[LISTED RECORDS — start]

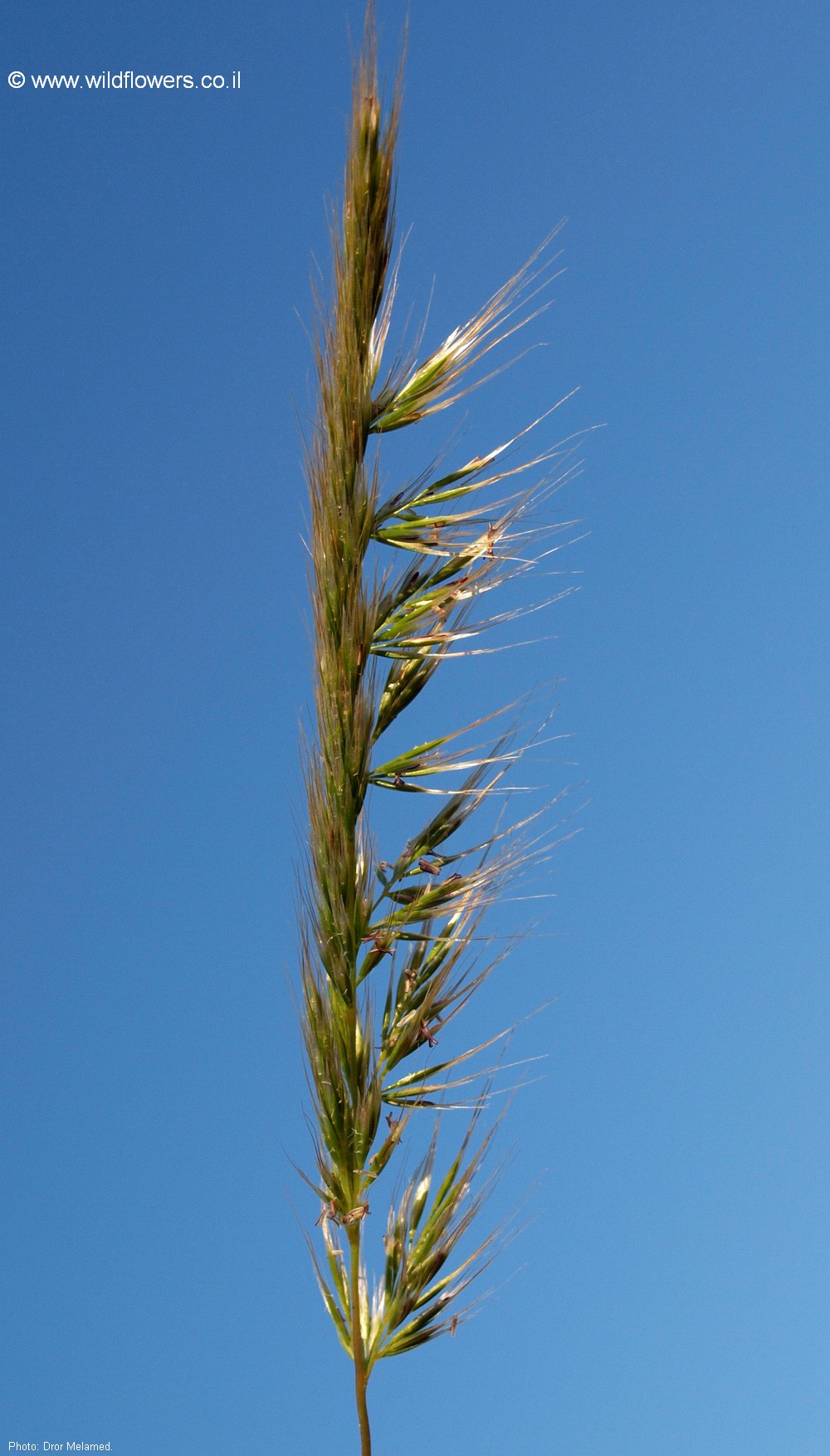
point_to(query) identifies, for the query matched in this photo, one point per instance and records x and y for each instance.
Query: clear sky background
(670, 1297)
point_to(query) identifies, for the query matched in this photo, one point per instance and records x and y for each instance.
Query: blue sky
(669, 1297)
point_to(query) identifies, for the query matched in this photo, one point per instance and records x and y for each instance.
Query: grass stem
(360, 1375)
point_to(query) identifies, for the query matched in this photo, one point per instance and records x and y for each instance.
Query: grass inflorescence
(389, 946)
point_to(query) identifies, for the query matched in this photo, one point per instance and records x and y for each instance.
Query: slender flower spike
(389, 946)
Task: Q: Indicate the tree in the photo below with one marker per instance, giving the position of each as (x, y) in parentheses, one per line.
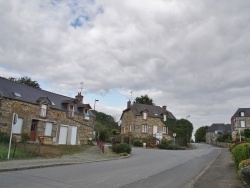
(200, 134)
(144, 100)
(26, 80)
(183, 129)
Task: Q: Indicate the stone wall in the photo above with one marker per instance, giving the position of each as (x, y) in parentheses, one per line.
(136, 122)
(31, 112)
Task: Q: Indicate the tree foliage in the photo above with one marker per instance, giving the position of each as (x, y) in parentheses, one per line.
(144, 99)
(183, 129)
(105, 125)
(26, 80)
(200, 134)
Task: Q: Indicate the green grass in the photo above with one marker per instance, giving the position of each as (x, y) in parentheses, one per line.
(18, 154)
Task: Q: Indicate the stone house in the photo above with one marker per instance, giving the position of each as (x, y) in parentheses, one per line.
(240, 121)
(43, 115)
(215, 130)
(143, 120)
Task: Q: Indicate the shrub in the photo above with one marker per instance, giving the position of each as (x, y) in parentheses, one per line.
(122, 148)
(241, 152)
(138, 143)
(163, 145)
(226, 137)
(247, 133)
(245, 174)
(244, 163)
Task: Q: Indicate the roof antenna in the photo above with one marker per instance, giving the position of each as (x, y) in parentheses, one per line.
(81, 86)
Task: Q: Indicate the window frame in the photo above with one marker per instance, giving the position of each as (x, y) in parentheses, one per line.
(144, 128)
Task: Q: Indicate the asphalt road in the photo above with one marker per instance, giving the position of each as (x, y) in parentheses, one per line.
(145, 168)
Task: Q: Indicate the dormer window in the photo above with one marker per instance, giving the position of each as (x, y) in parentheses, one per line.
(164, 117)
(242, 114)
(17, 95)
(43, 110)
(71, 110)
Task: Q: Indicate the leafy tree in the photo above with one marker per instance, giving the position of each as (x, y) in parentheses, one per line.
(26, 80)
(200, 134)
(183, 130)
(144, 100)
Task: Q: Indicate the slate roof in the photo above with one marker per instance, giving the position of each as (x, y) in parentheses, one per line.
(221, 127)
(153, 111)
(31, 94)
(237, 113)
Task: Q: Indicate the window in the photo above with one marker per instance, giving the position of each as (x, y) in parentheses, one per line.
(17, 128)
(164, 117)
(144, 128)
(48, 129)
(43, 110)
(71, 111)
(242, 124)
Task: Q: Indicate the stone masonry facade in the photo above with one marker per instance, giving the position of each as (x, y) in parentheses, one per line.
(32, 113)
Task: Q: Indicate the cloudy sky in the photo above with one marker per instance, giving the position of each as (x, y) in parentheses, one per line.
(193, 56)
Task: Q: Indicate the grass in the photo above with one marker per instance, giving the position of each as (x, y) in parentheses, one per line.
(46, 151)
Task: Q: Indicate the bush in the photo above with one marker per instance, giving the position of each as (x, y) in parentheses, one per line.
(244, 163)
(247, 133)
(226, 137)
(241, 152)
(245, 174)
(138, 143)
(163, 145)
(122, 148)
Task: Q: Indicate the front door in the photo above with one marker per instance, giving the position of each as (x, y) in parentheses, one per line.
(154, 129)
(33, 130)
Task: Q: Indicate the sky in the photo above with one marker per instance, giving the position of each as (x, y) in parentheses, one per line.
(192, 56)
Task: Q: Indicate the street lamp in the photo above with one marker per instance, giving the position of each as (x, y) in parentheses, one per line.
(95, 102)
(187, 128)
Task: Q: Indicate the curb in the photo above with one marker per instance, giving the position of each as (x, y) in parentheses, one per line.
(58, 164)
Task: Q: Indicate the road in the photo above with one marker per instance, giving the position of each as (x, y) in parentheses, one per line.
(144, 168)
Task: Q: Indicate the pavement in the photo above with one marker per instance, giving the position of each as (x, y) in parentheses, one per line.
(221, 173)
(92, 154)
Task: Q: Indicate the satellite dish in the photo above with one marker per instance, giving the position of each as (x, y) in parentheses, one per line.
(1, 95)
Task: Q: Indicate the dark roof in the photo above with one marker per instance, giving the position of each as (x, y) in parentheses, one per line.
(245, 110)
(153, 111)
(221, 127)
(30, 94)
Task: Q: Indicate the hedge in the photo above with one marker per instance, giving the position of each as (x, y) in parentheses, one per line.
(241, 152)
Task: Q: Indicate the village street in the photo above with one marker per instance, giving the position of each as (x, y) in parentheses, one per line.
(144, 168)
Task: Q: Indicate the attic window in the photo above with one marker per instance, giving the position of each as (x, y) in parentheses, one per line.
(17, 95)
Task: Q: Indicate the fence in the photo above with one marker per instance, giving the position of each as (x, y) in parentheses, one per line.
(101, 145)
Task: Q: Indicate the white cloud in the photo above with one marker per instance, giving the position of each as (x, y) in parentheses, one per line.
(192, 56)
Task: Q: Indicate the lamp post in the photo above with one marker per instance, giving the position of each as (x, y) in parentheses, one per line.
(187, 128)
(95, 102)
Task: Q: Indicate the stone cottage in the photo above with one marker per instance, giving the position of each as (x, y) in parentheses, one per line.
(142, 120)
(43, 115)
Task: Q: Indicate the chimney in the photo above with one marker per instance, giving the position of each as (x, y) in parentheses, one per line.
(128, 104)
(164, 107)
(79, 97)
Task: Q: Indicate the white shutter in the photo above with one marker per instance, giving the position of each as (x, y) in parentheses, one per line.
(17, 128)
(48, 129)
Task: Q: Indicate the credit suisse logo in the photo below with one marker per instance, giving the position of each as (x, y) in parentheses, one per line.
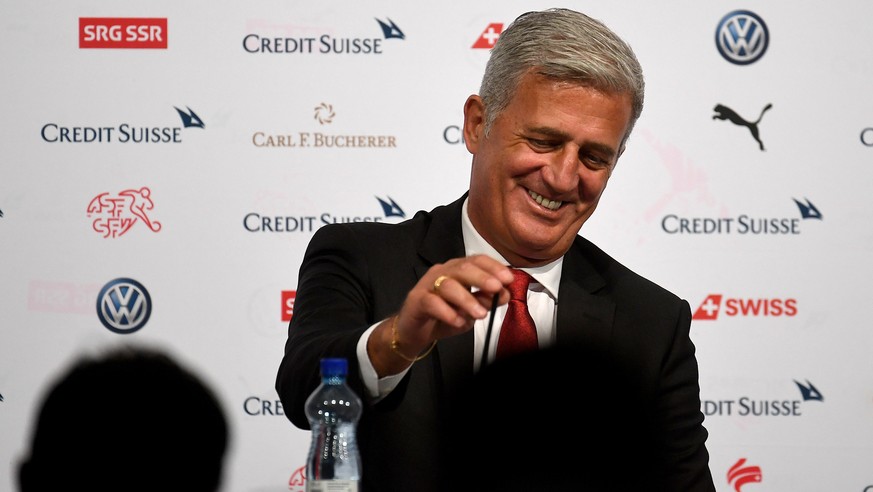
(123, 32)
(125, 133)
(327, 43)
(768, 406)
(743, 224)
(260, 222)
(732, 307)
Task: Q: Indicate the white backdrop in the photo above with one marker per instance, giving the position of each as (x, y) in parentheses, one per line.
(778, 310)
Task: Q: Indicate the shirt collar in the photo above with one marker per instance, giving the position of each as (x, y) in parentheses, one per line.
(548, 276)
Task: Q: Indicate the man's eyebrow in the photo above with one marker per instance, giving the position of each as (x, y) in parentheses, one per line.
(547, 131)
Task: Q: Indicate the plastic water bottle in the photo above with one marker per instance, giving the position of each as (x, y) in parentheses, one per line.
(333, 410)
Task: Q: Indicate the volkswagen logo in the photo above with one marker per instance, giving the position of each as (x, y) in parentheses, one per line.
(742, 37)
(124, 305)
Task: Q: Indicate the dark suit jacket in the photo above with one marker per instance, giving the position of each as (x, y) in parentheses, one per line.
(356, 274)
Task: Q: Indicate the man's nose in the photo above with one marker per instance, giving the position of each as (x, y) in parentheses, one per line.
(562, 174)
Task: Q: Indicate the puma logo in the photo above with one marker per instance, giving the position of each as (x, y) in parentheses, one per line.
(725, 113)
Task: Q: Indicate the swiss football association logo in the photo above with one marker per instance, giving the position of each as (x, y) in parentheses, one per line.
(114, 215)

[LISTED RECORDS — finish]

### WHAT IS EXPECTED
Every entry above needs to be copied exactly, and no pictures go with it.

### ANSWER TO THE PROBLEM
point_to(query) identifies, for the query matched in this photo, one point per instance and records x and y for each instance.
Query: clear sky background
(670, 1297)
point_to(query) identifies, for the query matched in this photo, one point per instance and records x and y for each instance.
Query: blue sky
(669, 1297)
point_to(query) identifies, for the query matched in this photo, one point per instance and records x and y for each instance.
Query: grass stem
(360, 1375)
point_to(query) identifies, for the query matched in this photo, one point per instance and records x and y for each instance.
Query: grass inflorescence
(389, 946)
point_to(query) identifies, for the query matched in this photo, one point per instance and records x and y for each instance.
Query: slender flower spike
(389, 946)
Task: Q: Indicate the tree in the photo below with one marker per instance, giving the position of each as (x, y) in parentheses, one per line.
(200, 134)
(144, 100)
(26, 80)
(183, 129)
Task: Q: Indicate the stone wall in the photo above with one marker per instance, giving the position of each as (x, y) in parentheses, one per line.
(136, 122)
(31, 112)
Task: Q: Indicate the tree foliage in the photo above with one marker per instance, giving the position of each as (x, y) in parentheses, one per line.
(144, 99)
(183, 129)
(105, 125)
(26, 80)
(200, 134)
Task: Q: Indicate the green grass in the photo above with one marker per instance, giving the position of each as (x, y) in parentheses, one per line.
(18, 154)
Task: Q: Indicate the stone house in the photo above with one marker per instance, giving the position of each as (x, y) in parentheses, one per line.
(240, 121)
(43, 115)
(215, 130)
(143, 120)
Task: Q: Indicate the shrub in the photo above with one marker per instance, giving the position of each as (x, y) in parentheses, one per line.
(122, 148)
(241, 152)
(138, 143)
(163, 145)
(226, 137)
(247, 133)
(245, 174)
(244, 163)
Task: Q: Indicate the roof antenna in the photo above with one marker per instance, giving the position of each as (x, y) in parentheses, one per line.
(81, 86)
Task: Q: Indicate the window frame in the photo above with one marker per instance, giving the position of each as (x, y) in parentheses, one per line.
(144, 128)
Task: Q: Indicate the asphalt road in the photo above with one marker per instance, giving the position of each as (x, y) in parentheses, one per line.
(145, 168)
Task: Q: Indicate the dormer window in the photo above with one marker per instance, giving the position of each as (x, y) in parentheses, one per line.
(164, 117)
(242, 114)
(17, 95)
(43, 110)
(71, 110)
Task: Q: Indicate the leafy tree in the photo above with one marker per instance, giving the position of each as (x, y) in parentheses, one per line.
(26, 80)
(200, 134)
(183, 130)
(144, 100)
Task: Q: Indicate the slate roof in the photo above with one marker per instance, giving the position of each as (x, y) in parentheses, one per line.
(221, 127)
(153, 111)
(31, 94)
(237, 113)
Task: Q: Indicate the window in the photo above with one marker per instance, giving the position of each as (x, y) in parentheses, one per line.
(17, 128)
(164, 117)
(144, 128)
(48, 129)
(43, 110)
(71, 111)
(242, 124)
Task: Q: Indicate the stone masonry facade in the photo above with one marker per instance, giving the position of each as (x, y) in parentheses, one per line.
(32, 113)
Task: Q: Indicate the cloudy sky in the photo above with one marker per instance, giving the position of each as (x, y) in parentheses, one per line.
(193, 56)
Task: Q: Indicate the grass in the photo above with one marker per instance, giving the position of each as (x, y) in parentheses, one per line.
(46, 151)
Task: Q: Indicate the bush in the photo above with one marker per instance, giving the position of each as (x, y) in parentheses, one per line.
(244, 163)
(247, 133)
(226, 137)
(241, 152)
(245, 174)
(138, 143)
(163, 145)
(122, 148)
Task: Q: Indicate the front door in the photo above with one marker per instance, giving the position of each as (x, y) in parentheses, one per line.
(154, 129)
(33, 130)
Task: Q: Indicate the sky in the photo above with one marker per instance, giving the position of each as (x, y) in parentheses, one per line.
(192, 56)
Task: Q: Indicate the street lamp in the photo above with one marker per instance, giving the position of each as (x, y) in parentheses, one per line.
(95, 102)
(187, 128)
Task: Q: Indicate the curb in the photo above with one marker per instance, giving the position of each as (x, y) in parentheses, one per line.
(58, 164)
Task: Q: Indicate the road in the photo above with one marker per instance, giving the position of each as (x, y) in parentheses, one per line.
(144, 168)
Task: Q: Indicate the pavement in the photo above with one marker per instance, giving the position of each as (x, y) in parentheses, one per line.
(221, 173)
(92, 154)
Task: Q: Indicate the satellite dish in the photo above with one marker per instance, giving the position of each as (x, y) in parentheses, one per line.
(1, 95)
Task: Q: Indicate the dark roof in the photo above with one marker per instance, giving the position of each as (x, y) in parentheses, one per line.
(245, 110)
(153, 111)
(221, 127)
(30, 94)
Task: Q: Indicate the hedge in the photo above with one marker per instance, giving the position of each as (x, y) in parentheses, one per line.
(241, 152)
Task: Q: Indicate the village street in the photo above with one marker per instance, giving the position of each as (x, y) in parentheses, one per line.
(144, 168)
Task: Q: Indicate the attic window in the photo above with one marker per instance, giving the position of each as (x, y) in parentheses, one per line.
(17, 95)
Task: Q: Indicate the fence in the photo above with one marker per instance, giving the position of each as (x, y) in parentheses, one per line.
(101, 145)
Task: Q: Indicate the white cloud in the photo above with one marker per instance, giving the position of each as (x, y) in parentheses, one per line.
(192, 56)
Task: Q: Indicate the lamp post in the photo above with one marker per instance, giving the position of each as (x, y) in parentheses, one per line.
(187, 128)
(95, 102)
Task: Q: Indicate the stone cottage in the photo above with one marker per instance, giving the position of each as (x, y) in parentheses, one per line.
(142, 120)
(43, 115)
Task: Q: Indicate the chimney in the photo above with one marker per instance, giving the position of each as (x, y) in parentheses, one per line.
(128, 104)
(164, 107)
(79, 97)
Task: Q: Indicate the white shutter in the photo above with one marker per instance, giving the position of each as (x, y) in parentheses, one per line.
(17, 128)
(48, 129)
Task: Q: Indicate the credit suisse logo in the photo below with one marker per instance, giving the position of each as (x, y) in parentheses, one per line.
(123, 32)
(125, 133)
(327, 43)
(768, 406)
(743, 224)
(260, 222)
(732, 307)
Task: Q: Indicate the white backdrop in the photo above with one marker per instance, giving the position of each as (x, y) in parentheses, one per line.
(778, 310)
Task: Q: Indicate the shirt collar in the photo above with one marker per instance, giving the position of each as (x, y) in parentheses, one per line.
(548, 276)
Task: Q: Indicate the man's eyebrow in the photo above with one marker per instance, giving the position of each as (x, y) in parentheses, one per line.
(547, 131)
Task: Q: Indicate the plastic water bottle in the photo above with one marker per instance, giving the position of each as (x, y) in parentheses, one per line.
(333, 410)
Task: Q: Indicate the volkswagen logo in the photo above with one marker per instance, giving the position of each as (x, y) in parentheses, one per line.
(742, 37)
(124, 305)
Task: Q: Indicate the dark suit jacket in the photo above with one marker per instance, giving the position of each as (x, y) in parentheses, one per line.
(356, 274)
Task: Q: Indicate the man's nose in the photo above with one marker per instance, giving the position of each as (x, y) in parentheses, one per line.
(562, 174)
Task: Q: Indicate the puma logo in the photo above with one marker per instance, giving the position of each as (x, y) in parentheses, one per line.
(725, 113)
Task: Q: Indicate the swiss football association logo in the photo above with one marker per instance, giving the position of each as (x, y) in parentheses, one per line.
(114, 215)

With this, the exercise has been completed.